TASK INSTRUCTIONS
The records below are to be repeated in full, exactly as they are.
= = =
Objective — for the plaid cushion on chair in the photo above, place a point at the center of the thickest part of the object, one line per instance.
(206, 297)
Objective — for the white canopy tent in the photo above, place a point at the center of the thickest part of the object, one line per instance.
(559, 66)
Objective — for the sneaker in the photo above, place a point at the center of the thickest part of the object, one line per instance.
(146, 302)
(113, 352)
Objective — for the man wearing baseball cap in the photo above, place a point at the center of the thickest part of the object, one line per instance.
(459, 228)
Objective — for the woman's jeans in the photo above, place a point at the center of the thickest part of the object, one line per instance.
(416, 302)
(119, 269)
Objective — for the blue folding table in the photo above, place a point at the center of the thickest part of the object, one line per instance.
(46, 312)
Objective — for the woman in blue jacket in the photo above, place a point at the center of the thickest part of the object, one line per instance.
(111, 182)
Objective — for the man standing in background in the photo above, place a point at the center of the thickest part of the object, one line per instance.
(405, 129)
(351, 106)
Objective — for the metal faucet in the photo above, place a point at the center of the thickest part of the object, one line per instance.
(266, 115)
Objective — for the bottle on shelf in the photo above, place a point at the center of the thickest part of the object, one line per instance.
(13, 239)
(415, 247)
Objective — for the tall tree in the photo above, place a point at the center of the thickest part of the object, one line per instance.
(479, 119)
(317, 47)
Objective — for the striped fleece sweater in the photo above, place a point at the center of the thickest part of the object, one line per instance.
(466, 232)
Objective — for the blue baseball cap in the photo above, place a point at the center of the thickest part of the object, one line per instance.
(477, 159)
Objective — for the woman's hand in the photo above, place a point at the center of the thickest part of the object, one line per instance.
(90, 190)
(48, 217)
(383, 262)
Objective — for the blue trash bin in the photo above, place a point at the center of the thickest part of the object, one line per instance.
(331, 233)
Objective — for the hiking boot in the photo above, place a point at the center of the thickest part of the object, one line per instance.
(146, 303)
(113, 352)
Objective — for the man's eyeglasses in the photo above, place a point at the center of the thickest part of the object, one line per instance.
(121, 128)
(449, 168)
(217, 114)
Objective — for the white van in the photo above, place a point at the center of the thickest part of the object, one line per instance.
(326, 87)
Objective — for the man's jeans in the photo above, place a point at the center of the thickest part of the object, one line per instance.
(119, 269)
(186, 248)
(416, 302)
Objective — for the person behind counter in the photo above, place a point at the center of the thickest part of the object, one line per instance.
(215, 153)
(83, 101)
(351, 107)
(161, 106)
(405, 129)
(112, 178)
= = =
COMPLETED TASK
Objective — for the plaid cushion on chair in the photo above, place a point at the center of the thickest part of the object, one line per instance.
(206, 297)
Objective — for the white canopy tent in the photo above, place a point at the center of the thickest part of the object, one line per instance.
(559, 66)
Objective — for the sneaker in the photo above, place a point at the center of the thickest part of the object, one line per instance.
(146, 302)
(113, 352)
Objective — for the man wearing baseball cap in the photo above, place a point at the center of the thickest part of the object, one line per instance.
(459, 228)
Objective — for the woman's jeans in the photo above, place a point at the center of the thickest part of the object, one line per instance.
(416, 302)
(119, 269)
Objective — for the blue folding table in the photo above, place a point at the center of the thickest part of the object, one line per instance.
(46, 312)
Objective — for the woman in blue jacket in the photo above, place a point at the center of the thickest part of the object, one line per instance.
(111, 182)
Objective — for the man standing in background in the photo above, place a point at the center of the thickest part of the object, one line per instance.
(405, 129)
(351, 106)
Objective — for the metal faucet in the photo above, place a point at the center of the thickest part of the object, one line per instance.
(266, 115)
Objective — for the bottle on shelf in the photo above, place a point at the center of the thickest part of the object, one line per instance.
(13, 239)
(415, 247)
Objective — for the tall tree in the photo above, place a point at the center of the thickest part of the object, one line per instance.
(479, 119)
(317, 47)
Objective — for the striped fleece sweater in the photo above, place a point at the center of the thickest part of the object, one line per instance.
(466, 232)
Objective — for the blue baseball cap in the photo above, place a point at the center of the thickest part of the object, one line per instance.
(477, 159)
Objective — for the woman's hand in the photo above, place a point at the center of the thickest part of the object, one line per instance.
(90, 190)
(48, 217)
(383, 262)
Objective — for the blue trash bin in the photo above, place a point at the center of the thickest part of the object, one line per instance.
(331, 233)
Objective — for the hiking boot in the photo above, place a point at the center of the thickest part of the object, one line per instance.
(146, 303)
(113, 352)
Objective — for the man's eyeglasses in the photo above, place a point at the center of the thickest part of the object, one line per instance.
(121, 128)
(449, 168)
(217, 114)
Objective — for the white van in the photo above, place a point at the center of the thickest part of the object, one line per instance.
(326, 87)
Objective — for the man's jeans in the photo above, place a point at the center of the thickest part of the object, one line per instance.
(119, 269)
(186, 248)
(416, 302)
Objective — for the person behind counter in the photo above, place a point at the center of the thickest part of the object, one line per instance.
(215, 153)
(83, 101)
(351, 107)
(161, 106)
(405, 129)
(112, 178)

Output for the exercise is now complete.